*EXERCISE*
Retype the records below from their first line through the line holding "Target: white hockey jersey", including both ends and no pictures.

Image point grounding data
━━━━━━━━━━

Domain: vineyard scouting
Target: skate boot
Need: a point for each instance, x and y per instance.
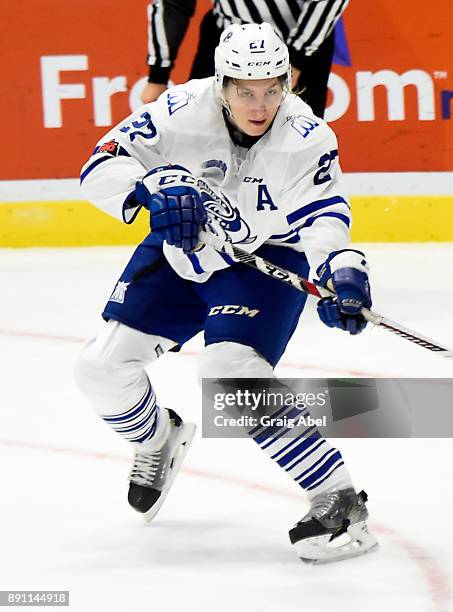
(154, 471)
(334, 528)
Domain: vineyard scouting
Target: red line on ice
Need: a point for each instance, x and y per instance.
(437, 581)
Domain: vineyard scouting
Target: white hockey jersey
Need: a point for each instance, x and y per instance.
(285, 190)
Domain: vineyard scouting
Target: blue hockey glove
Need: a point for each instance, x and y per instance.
(347, 272)
(173, 200)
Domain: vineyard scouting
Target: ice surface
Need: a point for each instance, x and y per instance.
(220, 542)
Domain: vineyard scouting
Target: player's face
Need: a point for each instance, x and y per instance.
(254, 104)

━━━━━━━━━━

*TASK OUTPUT*
Domain: vineyard scouting
Target: skate boot
Need: a point for each instance, x and y per instance.
(154, 471)
(334, 528)
Domain: vineyard scouting
Target: red line on ice
Need: a point for each instance, x and y per instance.
(437, 581)
Domain: vineyard scouting
Target: white hockey jersey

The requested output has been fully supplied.